> **About this exercise**
Write the entries out in full, matching them exactly.

[Data entries]
---
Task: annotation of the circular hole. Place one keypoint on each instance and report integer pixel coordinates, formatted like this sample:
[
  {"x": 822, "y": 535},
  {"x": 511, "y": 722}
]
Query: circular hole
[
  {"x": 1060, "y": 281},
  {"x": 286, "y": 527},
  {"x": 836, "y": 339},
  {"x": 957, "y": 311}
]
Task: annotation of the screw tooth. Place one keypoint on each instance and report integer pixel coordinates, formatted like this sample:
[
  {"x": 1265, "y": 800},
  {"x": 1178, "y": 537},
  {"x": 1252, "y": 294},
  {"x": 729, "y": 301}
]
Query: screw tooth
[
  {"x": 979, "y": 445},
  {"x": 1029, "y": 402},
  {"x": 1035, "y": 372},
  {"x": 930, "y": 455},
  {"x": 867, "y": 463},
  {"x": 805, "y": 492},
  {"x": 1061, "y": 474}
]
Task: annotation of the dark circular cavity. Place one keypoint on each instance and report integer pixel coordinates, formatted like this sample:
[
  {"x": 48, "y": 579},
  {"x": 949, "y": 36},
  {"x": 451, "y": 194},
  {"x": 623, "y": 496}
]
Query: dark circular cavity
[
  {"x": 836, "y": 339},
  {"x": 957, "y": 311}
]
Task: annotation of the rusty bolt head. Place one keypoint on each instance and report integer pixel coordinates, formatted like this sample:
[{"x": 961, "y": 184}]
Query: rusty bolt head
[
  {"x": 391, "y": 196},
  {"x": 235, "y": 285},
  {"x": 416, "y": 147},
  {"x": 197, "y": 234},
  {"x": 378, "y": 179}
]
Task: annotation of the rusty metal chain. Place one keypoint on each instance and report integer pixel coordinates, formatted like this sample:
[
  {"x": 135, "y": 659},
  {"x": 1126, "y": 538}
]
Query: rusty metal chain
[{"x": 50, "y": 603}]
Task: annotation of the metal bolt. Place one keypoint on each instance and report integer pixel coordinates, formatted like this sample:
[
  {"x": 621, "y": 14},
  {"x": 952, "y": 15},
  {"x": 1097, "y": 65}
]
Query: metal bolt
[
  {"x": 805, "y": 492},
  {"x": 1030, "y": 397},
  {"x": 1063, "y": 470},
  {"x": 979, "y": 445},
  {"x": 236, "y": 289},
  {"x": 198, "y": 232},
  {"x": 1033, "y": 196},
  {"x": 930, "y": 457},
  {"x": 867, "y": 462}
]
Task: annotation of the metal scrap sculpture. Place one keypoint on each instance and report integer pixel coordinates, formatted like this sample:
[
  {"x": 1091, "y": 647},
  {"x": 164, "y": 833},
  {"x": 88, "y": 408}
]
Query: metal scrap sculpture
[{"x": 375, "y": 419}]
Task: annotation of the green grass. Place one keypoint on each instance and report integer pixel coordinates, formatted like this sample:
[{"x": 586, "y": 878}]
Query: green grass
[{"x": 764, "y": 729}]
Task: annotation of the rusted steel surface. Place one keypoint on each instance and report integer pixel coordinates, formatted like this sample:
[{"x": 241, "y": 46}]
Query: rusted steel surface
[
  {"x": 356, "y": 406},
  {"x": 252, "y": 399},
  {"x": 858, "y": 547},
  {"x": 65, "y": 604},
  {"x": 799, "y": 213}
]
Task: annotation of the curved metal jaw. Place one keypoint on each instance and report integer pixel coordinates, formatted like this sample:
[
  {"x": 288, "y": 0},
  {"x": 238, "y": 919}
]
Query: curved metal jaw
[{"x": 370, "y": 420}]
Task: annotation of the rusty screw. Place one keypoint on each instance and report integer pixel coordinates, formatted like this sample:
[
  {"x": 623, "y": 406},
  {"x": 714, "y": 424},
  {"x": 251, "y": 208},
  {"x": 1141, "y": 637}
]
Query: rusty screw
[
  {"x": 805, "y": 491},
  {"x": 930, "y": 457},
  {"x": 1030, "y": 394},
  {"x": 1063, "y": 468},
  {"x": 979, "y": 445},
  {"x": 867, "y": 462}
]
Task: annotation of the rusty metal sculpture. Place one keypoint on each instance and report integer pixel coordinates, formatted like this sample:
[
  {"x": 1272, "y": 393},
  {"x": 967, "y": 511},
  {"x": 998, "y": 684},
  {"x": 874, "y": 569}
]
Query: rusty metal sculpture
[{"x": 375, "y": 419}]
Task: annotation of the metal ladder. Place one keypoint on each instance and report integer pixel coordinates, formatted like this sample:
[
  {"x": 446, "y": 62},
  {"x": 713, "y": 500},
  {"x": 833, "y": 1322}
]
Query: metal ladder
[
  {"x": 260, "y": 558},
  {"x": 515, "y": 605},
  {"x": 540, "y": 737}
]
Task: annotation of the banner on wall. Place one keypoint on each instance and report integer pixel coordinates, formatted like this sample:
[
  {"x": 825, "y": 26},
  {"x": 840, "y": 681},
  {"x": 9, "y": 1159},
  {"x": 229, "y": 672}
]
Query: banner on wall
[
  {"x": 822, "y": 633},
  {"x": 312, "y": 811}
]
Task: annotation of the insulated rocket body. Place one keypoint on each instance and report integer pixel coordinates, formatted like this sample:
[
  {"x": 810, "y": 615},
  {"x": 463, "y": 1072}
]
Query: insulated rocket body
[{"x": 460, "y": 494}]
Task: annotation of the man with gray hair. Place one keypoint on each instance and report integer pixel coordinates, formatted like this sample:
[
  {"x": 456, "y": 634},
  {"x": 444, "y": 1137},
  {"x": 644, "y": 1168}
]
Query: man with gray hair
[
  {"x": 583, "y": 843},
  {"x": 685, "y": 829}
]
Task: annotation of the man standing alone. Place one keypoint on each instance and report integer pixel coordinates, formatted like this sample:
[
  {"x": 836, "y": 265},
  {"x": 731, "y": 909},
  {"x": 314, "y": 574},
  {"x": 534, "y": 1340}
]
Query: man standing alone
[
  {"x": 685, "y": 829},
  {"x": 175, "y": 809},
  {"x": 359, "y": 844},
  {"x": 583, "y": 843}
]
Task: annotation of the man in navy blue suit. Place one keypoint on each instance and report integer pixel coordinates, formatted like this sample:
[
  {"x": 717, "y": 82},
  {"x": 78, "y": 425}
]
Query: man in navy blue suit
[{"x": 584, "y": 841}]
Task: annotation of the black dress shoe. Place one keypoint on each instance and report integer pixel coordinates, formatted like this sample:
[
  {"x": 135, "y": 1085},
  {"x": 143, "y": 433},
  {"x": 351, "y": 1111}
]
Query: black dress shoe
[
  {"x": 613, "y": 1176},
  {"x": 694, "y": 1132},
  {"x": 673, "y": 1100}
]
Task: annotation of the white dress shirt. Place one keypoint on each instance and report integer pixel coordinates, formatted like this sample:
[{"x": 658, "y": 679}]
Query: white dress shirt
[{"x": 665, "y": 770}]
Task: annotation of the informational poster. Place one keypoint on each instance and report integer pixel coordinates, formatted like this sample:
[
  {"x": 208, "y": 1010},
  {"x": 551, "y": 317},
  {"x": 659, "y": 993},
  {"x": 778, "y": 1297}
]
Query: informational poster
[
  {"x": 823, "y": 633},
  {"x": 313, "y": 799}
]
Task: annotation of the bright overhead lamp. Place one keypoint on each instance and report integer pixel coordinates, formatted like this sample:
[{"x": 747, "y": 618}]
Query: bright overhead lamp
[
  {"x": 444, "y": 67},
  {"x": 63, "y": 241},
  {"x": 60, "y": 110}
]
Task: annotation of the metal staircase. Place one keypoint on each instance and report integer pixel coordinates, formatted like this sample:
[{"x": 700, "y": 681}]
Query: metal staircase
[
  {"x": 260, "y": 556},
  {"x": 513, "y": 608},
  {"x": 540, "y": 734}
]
---
> **Answer to the problem**
Task: annotation of the circular hole. Place one keypoint on each instance and report integer pixel coordinates, formatted like this sample:
[
  {"x": 822, "y": 535},
  {"x": 511, "y": 722}
]
Query: circular hole
[
  {"x": 1060, "y": 281},
  {"x": 286, "y": 527},
  {"x": 836, "y": 339},
  {"x": 957, "y": 311}
]
Task: annotation of the screw tooth. Place one keypoint on each instance and report integer pixel coordinates, formatted like this sample:
[
  {"x": 1265, "y": 800},
  {"x": 1178, "y": 537},
  {"x": 1252, "y": 294},
  {"x": 729, "y": 301}
]
Query: screw tooth
[
  {"x": 979, "y": 445},
  {"x": 1029, "y": 402},
  {"x": 1035, "y": 372},
  {"x": 930, "y": 455},
  {"x": 867, "y": 463},
  {"x": 805, "y": 492},
  {"x": 1061, "y": 474}
]
Task: annotation of the dark circular cavity. Place one keypoint on each instance and report integer pixel coordinates, formatted like this sample:
[
  {"x": 48, "y": 579},
  {"x": 949, "y": 36},
  {"x": 451, "y": 194},
  {"x": 623, "y": 496}
]
Query: dark circular cavity
[
  {"x": 836, "y": 339},
  {"x": 957, "y": 311}
]
Task: annotation of the rusty bolt head. Place one keypoint on each instance and report integer pixel coordinates, formatted like this sample:
[{"x": 961, "y": 184}]
Query: rusty bolt head
[
  {"x": 391, "y": 196},
  {"x": 235, "y": 285},
  {"x": 416, "y": 147},
  {"x": 197, "y": 234},
  {"x": 378, "y": 179}
]
Task: annotation of the rusty metal chain. Place one keypoint on each instance and report integer pixel coordinates, formatted like this sample:
[
  {"x": 135, "y": 659},
  {"x": 1126, "y": 538}
]
Query: rusty metal chain
[{"x": 50, "y": 603}]
Task: annotation of the metal bolt. Place one keypoint on each instance and report integer pixel coordinates, formatted like this sample:
[
  {"x": 621, "y": 14},
  {"x": 952, "y": 15},
  {"x": 1097, "y": 65}
]
Query: metal bolt
[
  {"x": 805, "y": 492},
  {"x": 1030, "y": 397},
  {"x": 1063, "y": 470},
  {"x": 979, "y": 445},
  {"x": 236, "y": 289},
  {"x": 198, "y": 232},
  {"x": 1033, "y": 196},
  {"x": 930, "y": 457},
  {"x": 867, "y": 462}
]
Task: annotation of the metal scrap sculpture. Place one keypoint on each instance and report integer pixel coordinates, formatted like this sample:
[
  {"x": 1091, "y": 647},
  {"x": 164, "y": 833},
  {"x": 88, "y": 408}
]
Query: metal scrap sculpture
[{"x": 375, "y": 419}]
Task: annotation of the green grass. Place one keypoint on each instance and report integer pixel coordinates, formatted like this sample:
[{"x": 586, "y": 878}]
Query: green grass
[{"x": 764, "y": 729}]
Task: annotation of the rusted steel surface. Place one keypoint on each instance and report integer pixel coordinates, formatted like this sample:
[{"x": 241, "y": 46}]
Query: rusted steel surface
[
  {"x": 356, "y": 406},
  {"x": 252, "y": 399},
  {"x": 858, "y": 547},
  {"x": 65, "y": 604},
  {"x": 799, "y": 213}
]
Task: annotation of the curved metal jaw. Place one keypoint on each instance and report integer pixel coordinates, formatted like this sample:
[
  {"x": 288, "y": 0},
  {"x": 238, "y": 919}
]
Query: curved metal jaw
[{"x": 370, "y": 420}]
Task: annotation of the rusty screw. Place one keypoint on each instance and report integer pixel coordinates, formatted like this sample:
[
  {"x": 623, "y": 406},
  {"x": 714, "y": 424},
  {"x": 251, "y": 208},
  {"x": 1141, "y": 637}
]
Query: rusty screw
[
  {"x": 805, "y": 491},
  {"x": 930, "y": 457},
  {"x": 1030, "y": 394},
  {"x": 1063, "y": 468},
  {"x": 979, "y": 445},
  {"x": 867, "y": 462}
]
Task: annotation of the rusty metal sculpture. Place one keypoint on each instance and report integer pixel coordinates, formatted like this sample:
[
  {"x": 1272, "y": 393},
  {"x": 967, "y": 511},
  {"x": 998, "y": 684},
  {"x": 874, "y": 569}
]
Query: rusty metal sculpture
[{"x": 375, "y": 419}]
Task: annotation of the metal ladder. Place one keypoint on each instance and report integer pixel coordinates, formatted like this sample:
[
  {"x": 446, "y": 62},
  {"x": 713, "y": 500},
  {"x": 833, "y": 1322}
]
Query: metal ladder
[
  {"x": 260, "y": 558},
  {"x": 515, "y": 605},
  {"x": 540, "y": 737}
]
Task: annotation of the banner on wall. Place one keypoint on each instance and report integer pixel coordinates, formatted like this sample:
[
  {"x": 825, "y": 26},
  {"x": 840, "y": 681},
  {"x": 9, "y": 1159},
  {"x": 229, "y": 672}
]
Query: banner on wall
[
  {"x": 822, "y": 633},
  {"x": 312, "y": 811}
]
Task: annotation of the insulated rocket body. Place one keypoint on each instance and report integer pixel coordinates, formatted like this sample:
[
  {"x": 810, "y": 615},
  {"x": 463, "y": 1072}
]
Query: insulated rocket body
[{"x": 460, "y": 494}]
Task: annotation of the man with gray hair. Place one keypoint on each instance and report integer pixel coordinates, formatted like this sample:
[
  {"x": 456, "y": 634},
  {"x": 444, "y": 1137},
  {"x": 644, "y": 1168}
]
Query: man with gray hair
[
  {"x": 583, "y": 843},
  {"x": 685, "y": 829}
]
Task: annotation of the man standing alone. Place one keypoint on each instance and report integer pixel coordinates, formatted like this sample:
[
  {"x": 836, "y": 265},
  {"x": 731, "y": 909},
  {"x": 314, "y": 574},
  {"x": 534, "y": 1340}
]
Query: man standing alone
[
  {"x": 685, "y": 829},
  {"x": 175, "y": 809},
  {"x": 359, "y": 844},
  {"x": 583, "y": 843}
]
Task: annotation of the man in navy blue suit. Place one keypoint on each instance and report integer pixel coordinates, formatted like this sample:
[
  {"x": 717, "y": 82},
  {"x": 78, "y": 425}
]
Query: man in navy blue suit
[{"x": 584, "y": 841}]
Task: annotation of the black dress shoe. Place one keypoint on each instance and report integer pixel coordinates, formatted like this sample:
[
  {"x": 135, "y": 1085},
  {"x": 143, "y": 433},
  {"x": 351, "y": 1111}
]
Query: black dress shoe
[
  {"x": 613, "y": 1176},
  {"x": 694, "y": 1132},
  {"x": 673, "y": 1100}
]
Task: annotation of the white dress shirt. Place one keypoint on each instance and report integer pixel coordinates, formatted like this sample:
[{"x": 658, "y": 679}]
Query: white dress shirt
[{"x": 665, "y": 770}]
Task: annotation of the informational poster. Place one keypoint on each instance and report integer pixel coordinates, formatted like this sample:
[
  {"x": 208, "y": 1010},
  {"x": 551, "y": 317},
  {"x": 659, "y": 993},
  {"x": 778, "y": 1297}
]
Query: informational poster
[
  {"x": 823, "y": 633},
  {"x": 313, "y": 799}
]
Task: annotation of the bright overhead lamp. Place one keypoint on each instance and report integer pixel coordinates, formatted like this sample:
[{"x": 747, "y": 618}]
Query: bright overhead lamp
[
  {"x": 444, "y": 67},
  {"x": 63, "y": 241},
  {"x": 60, "y": 110}
]
Task: annotation of the metal staircase. Place one keypoint on each instance and report integer pixel coordinates, formatted like this sample:
[{"x": 700, "y": 681}]
Query: metal staircase
[
  {"x": 260, "y": 556},
  {"x": 513, "y": 608},
  {"x": 540, "y": 734}
]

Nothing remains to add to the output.